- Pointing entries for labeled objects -
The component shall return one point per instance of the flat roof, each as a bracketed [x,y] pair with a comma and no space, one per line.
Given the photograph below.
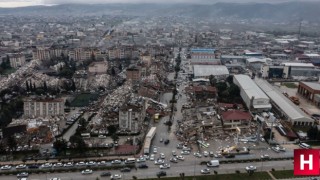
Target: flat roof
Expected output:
[207,70]
[250,87]
[202,50]
[312,85]
[290,109]
[297,64]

- Exercise aim -
Output every line of the rows above as a numbered list, skipping blank lines and leaving the pictures out.

- Written response -
1. The component shall return one point per instance of the flat roof, each as a bracketed [x,y] pair with a comma and no space, one per line.
2. Given the photograph below.
3. Target: flat roof
4. Expected output:
5. [207,70]
6. [250,87]
7. [202,50]
8. [312,85]
9. [290,109]
10. [297,64]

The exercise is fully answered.